Entries provided Block Start
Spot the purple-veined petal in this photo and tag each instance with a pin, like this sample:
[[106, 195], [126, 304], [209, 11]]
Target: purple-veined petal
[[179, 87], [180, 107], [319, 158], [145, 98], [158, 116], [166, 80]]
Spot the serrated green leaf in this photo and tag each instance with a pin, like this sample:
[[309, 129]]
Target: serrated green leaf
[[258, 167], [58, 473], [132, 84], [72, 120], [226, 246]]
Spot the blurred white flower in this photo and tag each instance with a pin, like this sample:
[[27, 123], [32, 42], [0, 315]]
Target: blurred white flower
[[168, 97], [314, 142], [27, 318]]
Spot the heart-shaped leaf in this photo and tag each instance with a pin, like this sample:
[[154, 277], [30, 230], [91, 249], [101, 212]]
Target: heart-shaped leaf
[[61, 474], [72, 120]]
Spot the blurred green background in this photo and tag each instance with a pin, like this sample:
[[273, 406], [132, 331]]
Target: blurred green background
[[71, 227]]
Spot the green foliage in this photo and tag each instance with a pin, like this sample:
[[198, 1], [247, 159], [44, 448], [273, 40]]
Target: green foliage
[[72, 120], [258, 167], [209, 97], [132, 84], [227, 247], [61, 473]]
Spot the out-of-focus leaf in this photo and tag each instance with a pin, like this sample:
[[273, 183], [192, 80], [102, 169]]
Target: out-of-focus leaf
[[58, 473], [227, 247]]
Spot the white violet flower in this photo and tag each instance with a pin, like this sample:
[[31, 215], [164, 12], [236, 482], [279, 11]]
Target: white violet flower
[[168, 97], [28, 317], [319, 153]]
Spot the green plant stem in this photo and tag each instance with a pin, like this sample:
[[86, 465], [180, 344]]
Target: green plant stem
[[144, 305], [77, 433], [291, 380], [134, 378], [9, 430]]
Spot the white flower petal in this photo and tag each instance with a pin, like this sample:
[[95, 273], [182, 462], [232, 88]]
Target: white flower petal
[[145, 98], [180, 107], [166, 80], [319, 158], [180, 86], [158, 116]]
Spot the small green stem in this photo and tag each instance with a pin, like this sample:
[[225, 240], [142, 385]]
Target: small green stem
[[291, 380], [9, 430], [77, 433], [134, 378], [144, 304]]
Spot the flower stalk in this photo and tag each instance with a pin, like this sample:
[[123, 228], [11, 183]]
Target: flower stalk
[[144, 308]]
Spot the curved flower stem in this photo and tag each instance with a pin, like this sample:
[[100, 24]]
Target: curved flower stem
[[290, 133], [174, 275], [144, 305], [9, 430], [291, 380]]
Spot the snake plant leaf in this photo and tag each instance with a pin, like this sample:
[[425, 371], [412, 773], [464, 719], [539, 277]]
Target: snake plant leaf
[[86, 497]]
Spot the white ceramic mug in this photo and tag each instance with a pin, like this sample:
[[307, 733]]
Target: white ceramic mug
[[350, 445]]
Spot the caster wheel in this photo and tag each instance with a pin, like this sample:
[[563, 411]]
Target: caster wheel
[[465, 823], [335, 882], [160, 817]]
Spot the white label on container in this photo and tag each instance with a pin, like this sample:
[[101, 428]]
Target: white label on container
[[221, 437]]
Entries provided Block End
(Work item): Type out again, exactly as written, the lines from the beginning of the material through the one containing "Spot the out-of-focus".

(Task response):
Spot the purple-veined petal in this photo and tag each instance with a pin, like this sample:
[[106, 195], [126, 304], [209, 11]]
Target: purple-veined petal
[[179, 87], [180, 107], [319, 158], [145, 98], [158, 116], [166, 80]]
Spot the serrated green leaf in this photo and tag each instance with a pin, like this sample:
[[309, 129]]
Target: serrated green leaf
[[258, 167], [58, 473], [132, 84], [72, 120], [226, 246]]
Spot the blurred white flower in this photo and tag each instance with a pin, like this sample:
[[27, 123], [32, 42], [0, 315]]
Target: blurred white flower
[[168, 97], [314, 142], [27, 318]]
Spot the heart-shaped leaf in this photo and tag each instance with a pin, like this sample:
[[154, 277], [30, 230], [91, 249], [101, 212]]
Target: heart-shaped leaf
[[61, 474], [72, 120]]
Spot the blurred green background in this photo and tag each instance with a pin, like this sample:
[[273, 406], [132, 331]]
Target: blurred green background
[[71, 227]]
Spot the green foliage in this photo and tag each instance with a pin, like this sample:
[[198, 1], [247, 159], [44, 448], [273, 40]]
Target: green foliage
[[72, 120], [258, 167], [209, 97], [132, 84], [227, 247], [61, 473]]
Spot the out-of-focus leaf in this photo and tag each instance with a pin, like this sample:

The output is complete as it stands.